[Dataset records]
----

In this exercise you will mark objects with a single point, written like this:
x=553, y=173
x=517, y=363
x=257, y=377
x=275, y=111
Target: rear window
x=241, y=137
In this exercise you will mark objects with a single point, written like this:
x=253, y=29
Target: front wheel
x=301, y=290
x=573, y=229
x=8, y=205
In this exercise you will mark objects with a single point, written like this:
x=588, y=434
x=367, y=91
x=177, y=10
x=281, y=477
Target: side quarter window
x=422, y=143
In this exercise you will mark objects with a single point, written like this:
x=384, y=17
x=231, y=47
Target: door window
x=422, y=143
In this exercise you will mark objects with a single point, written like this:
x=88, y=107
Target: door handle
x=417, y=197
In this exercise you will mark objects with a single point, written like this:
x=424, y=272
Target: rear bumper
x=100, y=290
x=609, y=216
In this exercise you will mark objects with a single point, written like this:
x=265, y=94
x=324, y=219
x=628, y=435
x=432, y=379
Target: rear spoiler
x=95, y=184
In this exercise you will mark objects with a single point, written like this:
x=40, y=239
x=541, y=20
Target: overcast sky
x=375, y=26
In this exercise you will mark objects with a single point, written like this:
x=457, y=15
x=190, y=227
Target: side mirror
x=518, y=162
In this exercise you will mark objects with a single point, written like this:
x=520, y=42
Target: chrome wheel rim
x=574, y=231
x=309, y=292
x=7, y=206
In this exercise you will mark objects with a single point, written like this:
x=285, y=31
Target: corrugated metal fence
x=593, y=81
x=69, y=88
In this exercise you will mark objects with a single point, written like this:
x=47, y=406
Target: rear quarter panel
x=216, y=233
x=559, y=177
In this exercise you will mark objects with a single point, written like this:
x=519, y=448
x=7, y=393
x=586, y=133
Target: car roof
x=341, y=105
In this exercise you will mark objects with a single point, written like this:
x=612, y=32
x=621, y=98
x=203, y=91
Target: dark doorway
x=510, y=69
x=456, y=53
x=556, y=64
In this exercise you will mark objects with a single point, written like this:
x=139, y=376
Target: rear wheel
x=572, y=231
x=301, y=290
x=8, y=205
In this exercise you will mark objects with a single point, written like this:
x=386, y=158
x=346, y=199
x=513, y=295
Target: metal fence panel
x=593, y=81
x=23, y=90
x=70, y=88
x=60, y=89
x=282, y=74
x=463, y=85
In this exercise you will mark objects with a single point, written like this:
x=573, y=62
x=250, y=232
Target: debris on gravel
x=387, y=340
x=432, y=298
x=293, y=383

----

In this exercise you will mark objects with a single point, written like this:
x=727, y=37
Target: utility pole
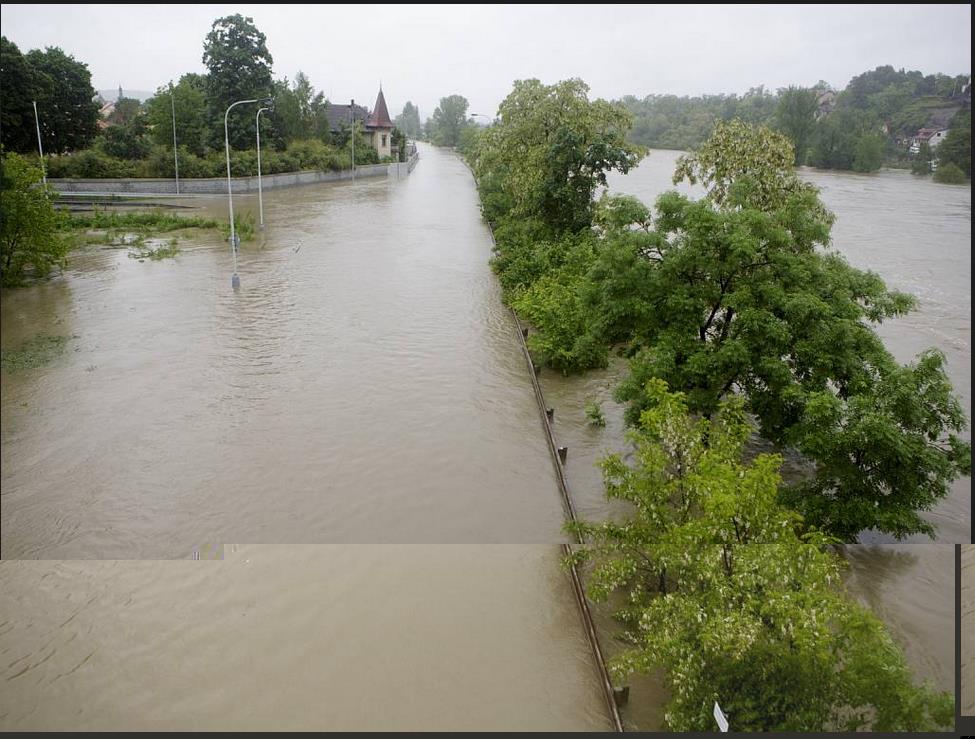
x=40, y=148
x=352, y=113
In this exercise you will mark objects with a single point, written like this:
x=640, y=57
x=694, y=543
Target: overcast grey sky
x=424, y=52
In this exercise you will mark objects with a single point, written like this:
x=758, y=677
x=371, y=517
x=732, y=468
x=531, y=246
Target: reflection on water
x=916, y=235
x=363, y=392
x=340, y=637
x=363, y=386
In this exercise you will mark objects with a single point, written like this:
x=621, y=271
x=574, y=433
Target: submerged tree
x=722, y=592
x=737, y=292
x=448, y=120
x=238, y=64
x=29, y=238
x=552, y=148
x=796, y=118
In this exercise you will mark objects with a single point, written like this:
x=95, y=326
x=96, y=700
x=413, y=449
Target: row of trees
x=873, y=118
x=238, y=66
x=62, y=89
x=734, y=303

----

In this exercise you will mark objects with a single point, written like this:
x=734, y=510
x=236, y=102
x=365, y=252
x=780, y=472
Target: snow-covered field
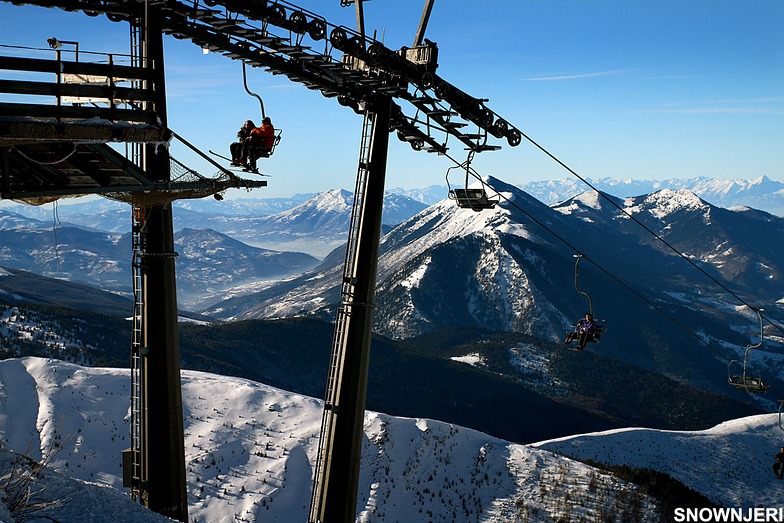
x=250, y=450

----

- [Work item]
Take the entries above and return only the lines from the one with "x=88, y=107" to the one with "x=265, y=94", both included, unchanged.

- [Task response]
x=88, y=107
Target: door handle
x=417, y=197
In this exercise you will mark objects with a single point, written like this:
x=424, y=272
Target: rear bumper
x=100, y=290
x=609, y=216
In this exercise you will mark objects with a single point, written like this:
x=265, y=94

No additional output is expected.